Formal testing methods

This section details the formal tests we used in order to validate the formula in The Paper

In the end we determined you only needed to run the two required tests in order to get all the data you need, with a single long run of the office test the best to provide replicable data.

Only test results gained by using this method shall be considered for publication on this project website. We welcome results from any protocol teams using these tests.

Set up

The set up procedures are mentioned for both th iOS test app GitHub site and the Android test app GitHub site for the Herald protocol.

Required tests

Below are the required tests. These provide the correct input for the Fair Efficacy Formula.

Office test (required)

Replicates an office environment with people sat nearby each other.

Set phones up in two to four rows of up to 5 devices per row at a fixed 2m separation, in a grid. Run the test for 30 minutes. Ideally introduce each phone ‘fully backgrounded’ for Bluetooth in order to prevent bias due to newly interrupted phones (i.e. replicate the ‘worst case scenario’ rather than ‘sunny day’ phone activity option). Phones must not be artificially awoken or played with during this test as this could skew the sensor readings.

Proves continuity coverage, continuity, and completeness with multiple measurements per test.

Run this test for 8 hours in order to gain a relevant longevity measurement.

Formal accuracy test (required)

In order to fairly test the accuracy of a distance analogue two phones shall have to have their distance analogues measured at a known distance. This is the ‘expected distance analogue’ value. Do this for distances of 3m, 2m, 1.2m, 0.8m, 1m, 1.5m, 2.5m, 3.5m for as long a time as necessary to determine the true expected distance analogue value. Then in a test of the actual application and protocol place the phone at each distance for exactly 1 minute, then move to the next distance, and so on during the same test. Log data from both sides of the communication.

Now you can use a script to compare the expected distance analogue value (E.g. -51 RSSI at 2m) against the individual distance analogue values within each 1 minute period. It is expected each protocol have at least 2 readings in each period, thus providing readings that can be analysed. The reason for the 1 minute period is to try to replicate a real scenario of approaching someone, talking, then moving away again just like as colleagues working in an office might.

This test shall be used only for distance accuracy (mean error) calculations.

Continuity window test (required if source code not available of detection routine)

A set of pairwise tests shall be carried out in order to establish the actual in-practice window detection size of a given protocol. This is mainly required if the protocol and it’s test app do not provide the necessary metrics in formal testing as a matter of course.

This test comprises of two phones with the app running in a radiation shielded environment being introduced for one or more multiples of 30 seconds, and counting how many one way detections occur. Comparing the most common handsets across windows of 30 seconds up to that protocol’s declared estimation interval will reveal it’s actual minimum mean detection time, and the detection time required to guarantee 100% detection.
━━━━━━━━
▶ Problem A
List every distance at which the testing methods page says to measure the expected distance analogue in the formal accuracy test.
▶ Problem B
Using the testing methods page, decide whether each statement agrees with it, and back each yes or no with a quotation from the page: (i) In the office test, phones are placed at a fixed 2m separation. (ii) The formal accuracy test is used to gain a longevity measurement. (iii) The continuity window test uses two phones in a radiation shielded environment.
The records after this point come from a different source.

Extracted data entries:
━━━━━━━━
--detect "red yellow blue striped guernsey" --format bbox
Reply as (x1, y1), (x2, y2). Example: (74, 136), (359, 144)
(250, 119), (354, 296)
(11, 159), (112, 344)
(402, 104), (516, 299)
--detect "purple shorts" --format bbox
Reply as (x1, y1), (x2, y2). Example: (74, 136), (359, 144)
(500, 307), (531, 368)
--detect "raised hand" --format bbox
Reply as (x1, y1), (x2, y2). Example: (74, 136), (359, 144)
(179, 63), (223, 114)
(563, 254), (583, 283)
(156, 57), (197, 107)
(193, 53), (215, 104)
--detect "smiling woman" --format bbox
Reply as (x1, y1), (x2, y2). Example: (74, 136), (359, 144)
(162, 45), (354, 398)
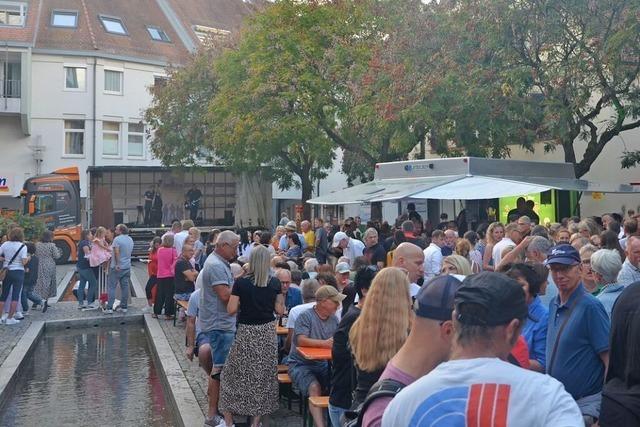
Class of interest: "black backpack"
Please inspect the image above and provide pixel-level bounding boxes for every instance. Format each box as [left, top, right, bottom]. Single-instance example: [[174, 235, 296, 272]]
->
[[344, 378, 406, 427]]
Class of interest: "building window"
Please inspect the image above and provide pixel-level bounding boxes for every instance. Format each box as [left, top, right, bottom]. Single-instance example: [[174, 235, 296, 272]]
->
[[64, 67, 87, 91], [102, 122, 120, 156], [100, 15, 128, 36], [0, 1, 27, 27], [127, 123, 144, 157], [147, 27, 171, 42], [64, 120, 84, 156], [51, 10, 78, 28], [193, 25, 231, 43], [104, 70, 124, 95]]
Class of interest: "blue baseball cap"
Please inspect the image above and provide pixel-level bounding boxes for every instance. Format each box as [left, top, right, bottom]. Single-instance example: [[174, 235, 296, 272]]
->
[[544, 244, 580, 265]]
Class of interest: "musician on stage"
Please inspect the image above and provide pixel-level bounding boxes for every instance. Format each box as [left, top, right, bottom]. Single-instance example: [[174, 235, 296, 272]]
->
[[184, 185, 202, 222]]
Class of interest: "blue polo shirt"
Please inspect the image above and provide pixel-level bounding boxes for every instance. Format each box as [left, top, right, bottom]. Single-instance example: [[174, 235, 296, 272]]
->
[[546, 284, 611, 400], [522, 297, 549, 368]]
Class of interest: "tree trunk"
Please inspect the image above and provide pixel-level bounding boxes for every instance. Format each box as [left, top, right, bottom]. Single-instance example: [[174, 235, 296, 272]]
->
[[300, 173, 313, 220]]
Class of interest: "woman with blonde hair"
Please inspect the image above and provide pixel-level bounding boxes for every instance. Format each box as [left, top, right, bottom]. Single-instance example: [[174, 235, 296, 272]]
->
[[349, 267, 413, 407], [440, 255, 473, 276], [219, 245, 284, 427], [482, 222, 504, 271]]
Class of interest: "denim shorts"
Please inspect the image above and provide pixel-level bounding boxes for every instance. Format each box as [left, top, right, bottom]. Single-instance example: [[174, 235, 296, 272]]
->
[[197, 329, 236, 368]]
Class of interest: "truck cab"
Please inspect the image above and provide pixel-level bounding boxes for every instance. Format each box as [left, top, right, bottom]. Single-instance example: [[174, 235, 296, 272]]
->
[[20, 167, 82, 263]]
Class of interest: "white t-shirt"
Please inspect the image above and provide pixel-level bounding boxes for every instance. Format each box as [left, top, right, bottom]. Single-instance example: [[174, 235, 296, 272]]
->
[[285, 301, 342, 329], [491, 237, 516, 267], [382, 358, 584, 427], [0, 241, 29, 270]]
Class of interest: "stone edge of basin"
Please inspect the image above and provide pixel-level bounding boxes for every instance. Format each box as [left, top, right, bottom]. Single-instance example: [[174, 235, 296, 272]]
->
[[0, 314, 205, 427], [144, 314, 205, 427]]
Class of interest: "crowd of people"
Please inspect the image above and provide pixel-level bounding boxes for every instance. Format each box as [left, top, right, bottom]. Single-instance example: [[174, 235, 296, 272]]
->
[[150, 205, 640, 427], [0, 201, 640, 427]]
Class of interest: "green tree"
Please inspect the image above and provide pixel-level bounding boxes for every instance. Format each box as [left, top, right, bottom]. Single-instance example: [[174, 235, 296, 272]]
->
[[392, 0, 640, 177]]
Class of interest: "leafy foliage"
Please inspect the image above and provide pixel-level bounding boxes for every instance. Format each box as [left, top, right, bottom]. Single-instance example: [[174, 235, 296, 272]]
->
[[0, 212, 46, 241]]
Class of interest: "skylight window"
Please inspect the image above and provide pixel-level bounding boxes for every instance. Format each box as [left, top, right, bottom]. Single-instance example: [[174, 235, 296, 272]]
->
[[147, 27, 170, 42], [51, 10, 78, 28], [100, 15, 128, 36]]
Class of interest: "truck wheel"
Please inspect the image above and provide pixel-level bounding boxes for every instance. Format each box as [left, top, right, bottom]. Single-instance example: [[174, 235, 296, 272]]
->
[[53, 240, 71, 265]]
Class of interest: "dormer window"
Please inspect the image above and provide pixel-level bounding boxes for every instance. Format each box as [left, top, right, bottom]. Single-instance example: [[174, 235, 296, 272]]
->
[[100, 15, 129, 36], [0, 1, 27, 27], [147, 27, 171, 42], [51, 10, 78, 28]]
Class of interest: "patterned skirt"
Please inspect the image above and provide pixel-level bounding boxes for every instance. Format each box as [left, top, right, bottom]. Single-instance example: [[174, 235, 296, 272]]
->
[[219, 320, 279, 416]]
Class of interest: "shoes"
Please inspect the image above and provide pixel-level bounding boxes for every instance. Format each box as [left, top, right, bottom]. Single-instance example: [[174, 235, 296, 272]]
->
[[204, 415, 224, 427]]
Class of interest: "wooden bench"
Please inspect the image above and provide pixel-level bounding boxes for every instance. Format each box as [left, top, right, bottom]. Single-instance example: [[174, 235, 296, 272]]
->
[[302, 396, 329, 427], [173, 296, 189, 326]]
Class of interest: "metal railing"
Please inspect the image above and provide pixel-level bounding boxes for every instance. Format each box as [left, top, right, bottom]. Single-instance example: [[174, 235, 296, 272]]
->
[[0, 80, 21, 98]]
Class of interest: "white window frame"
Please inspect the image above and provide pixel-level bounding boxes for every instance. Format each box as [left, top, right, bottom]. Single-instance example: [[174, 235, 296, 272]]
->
[[101, 120, 122, 159], [62, 117, 87, 159], [127, 121, 147, 160], [98, 15, 129, 36], [102, 67, 124, 95], [147, 25, 171, 43], [0, 1, 27, 28], [62, 64, 87, 92], [51, 9, 80, 29]]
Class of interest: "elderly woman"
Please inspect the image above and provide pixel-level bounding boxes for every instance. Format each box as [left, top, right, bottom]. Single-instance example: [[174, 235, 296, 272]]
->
[[580, 244, 599, 295], [591, 249, 624, 318], [440, 255, 472, 276], [36, 230, 62, 299]]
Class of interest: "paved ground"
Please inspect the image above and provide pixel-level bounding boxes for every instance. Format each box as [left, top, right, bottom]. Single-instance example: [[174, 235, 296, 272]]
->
[[133, 264, 302, 427]]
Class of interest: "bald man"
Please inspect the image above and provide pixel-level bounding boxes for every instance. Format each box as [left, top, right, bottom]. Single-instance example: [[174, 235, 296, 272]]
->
[[392, 242, 424, 297]]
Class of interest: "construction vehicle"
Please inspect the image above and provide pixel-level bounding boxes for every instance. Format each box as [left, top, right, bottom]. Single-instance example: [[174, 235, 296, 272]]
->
[[20, 167, 82, 263]]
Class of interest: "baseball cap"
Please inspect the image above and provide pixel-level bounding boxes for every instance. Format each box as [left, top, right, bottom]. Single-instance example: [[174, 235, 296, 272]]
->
[[454, 271, 528, 326], [544, 243, 580, 265], [284, 221, 298, 231], [316, 285, 347, 303], [336, 262, 351, 274], [416, 275, 462, 321], [331, 231, 349, 248]]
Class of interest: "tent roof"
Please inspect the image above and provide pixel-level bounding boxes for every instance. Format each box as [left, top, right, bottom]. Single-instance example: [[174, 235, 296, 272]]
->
[[308, 157, 640, 205]]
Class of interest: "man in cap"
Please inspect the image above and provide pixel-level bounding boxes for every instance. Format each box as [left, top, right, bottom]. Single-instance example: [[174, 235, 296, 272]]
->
[[546, 245, 610, 425], [336, 262, 356, 317], [382, 272, 584, 427], [331, 231, 364, 262], [278, 221, 307, 252], [362, 276, 461, 426], [288, 285, 345, 426]]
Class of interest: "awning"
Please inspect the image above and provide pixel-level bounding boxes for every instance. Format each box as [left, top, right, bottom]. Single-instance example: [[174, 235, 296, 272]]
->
[[308, 175, 640, 205], [307, 175, 464, 205]]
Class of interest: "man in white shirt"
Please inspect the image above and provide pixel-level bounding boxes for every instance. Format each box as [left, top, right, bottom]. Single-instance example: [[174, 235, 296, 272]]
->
[[618, 236, 640, 286], [331, 231, 364, 264], [492, 222, 522, 265], [423, 230, 444, 283], [382, 272, 584, 427], [173, 219, 193, 254], [392, 242, 426, 298]]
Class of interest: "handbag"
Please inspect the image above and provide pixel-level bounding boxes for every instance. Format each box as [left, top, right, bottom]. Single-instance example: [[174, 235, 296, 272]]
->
[[0, 243, 25, 282]]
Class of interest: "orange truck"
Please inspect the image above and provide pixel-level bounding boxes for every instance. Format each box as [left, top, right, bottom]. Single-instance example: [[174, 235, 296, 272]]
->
[[20, 167, 82, 263]]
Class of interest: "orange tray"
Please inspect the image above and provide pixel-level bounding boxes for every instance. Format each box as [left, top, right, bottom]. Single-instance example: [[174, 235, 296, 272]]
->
[[296, 347, 332, 360]]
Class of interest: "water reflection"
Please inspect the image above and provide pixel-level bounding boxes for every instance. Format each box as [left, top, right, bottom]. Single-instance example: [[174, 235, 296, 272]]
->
[[0, 327, 175, 427]]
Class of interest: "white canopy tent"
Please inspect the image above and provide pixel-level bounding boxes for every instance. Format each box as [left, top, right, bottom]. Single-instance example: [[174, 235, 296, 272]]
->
[[308, 157, 640, 205]]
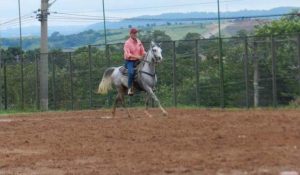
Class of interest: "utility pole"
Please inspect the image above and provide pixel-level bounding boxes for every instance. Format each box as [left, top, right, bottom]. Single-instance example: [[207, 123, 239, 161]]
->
[[18, 0, 24, 109], [37, 0, 49, 111], [0, 34, 3, 110], [102, 0, 107, 45], [218, 0, 225, 108]]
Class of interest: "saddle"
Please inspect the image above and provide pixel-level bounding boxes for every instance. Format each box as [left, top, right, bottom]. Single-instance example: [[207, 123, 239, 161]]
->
[[119, 61, 141, 79]]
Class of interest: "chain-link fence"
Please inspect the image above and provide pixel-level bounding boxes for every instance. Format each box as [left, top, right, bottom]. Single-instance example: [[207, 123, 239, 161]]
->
[[0, 34, 300, 110]]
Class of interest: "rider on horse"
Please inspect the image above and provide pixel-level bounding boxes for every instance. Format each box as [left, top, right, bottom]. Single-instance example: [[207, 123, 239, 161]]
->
[[124, 28, 145, 95]]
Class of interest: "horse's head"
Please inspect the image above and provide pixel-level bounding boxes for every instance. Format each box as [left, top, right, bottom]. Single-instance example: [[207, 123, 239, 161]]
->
[[149, 41, 163, 63]]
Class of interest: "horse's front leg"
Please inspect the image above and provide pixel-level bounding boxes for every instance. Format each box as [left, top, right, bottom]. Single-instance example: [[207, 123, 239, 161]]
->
[[111, 94, 121, 117], [144, 92, 152, 117], [148, 87, 168, 116], [121, 94, 131, 118]]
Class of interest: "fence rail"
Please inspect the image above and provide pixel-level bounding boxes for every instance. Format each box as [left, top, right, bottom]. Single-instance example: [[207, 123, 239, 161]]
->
[[0, 34, 300, 110]]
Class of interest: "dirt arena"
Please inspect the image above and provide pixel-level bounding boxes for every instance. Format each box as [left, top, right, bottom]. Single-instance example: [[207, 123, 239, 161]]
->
[[0, 109, 300, 175]]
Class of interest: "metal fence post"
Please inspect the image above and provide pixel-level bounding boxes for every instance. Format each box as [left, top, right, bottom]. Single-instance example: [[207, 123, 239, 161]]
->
[[253, 41, 260, 107], [297, 34, 300, 92], [3, 59, 7, 110], [20, 53, 24, 110], [173, 41, 177, 107], [35, 55, 40, 109], [244, 37, 250, 108], [195, 39, 200, 106], [219, 36, 225, 108], [105, 44, 113, 106], [271, 36, 277, 108], [0, 48, 3, 110], [88, 45, 93, 108], [69, 52, 74, 110], [50, 55, 56, 109]]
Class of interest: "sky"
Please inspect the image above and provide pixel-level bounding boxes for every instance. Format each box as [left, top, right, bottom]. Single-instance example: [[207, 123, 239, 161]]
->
[[0, 0, 300, 29]]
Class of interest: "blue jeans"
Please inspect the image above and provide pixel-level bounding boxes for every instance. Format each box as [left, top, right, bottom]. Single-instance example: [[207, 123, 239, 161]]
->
[[125, 60, 136, 88]]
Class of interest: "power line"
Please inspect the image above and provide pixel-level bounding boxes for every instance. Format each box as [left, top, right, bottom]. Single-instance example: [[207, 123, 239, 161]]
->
[[107, 0, 240, 11], [45, 13, 300, 21]]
━━━━━━━━
▶ Exercise solution A
3m, 2m, 1.2m, 0.8m, 1m, 1.5m, 2.5m, 3.5m

▶ Exercise solution B
(i) Yes: "at a fixed 2m separation, in a grid"
(ii) No: "This test shall be used only for distance accuracy (mean error) calculations."
(iii) Yes: "two phones with the app running in a radiation shielded environment"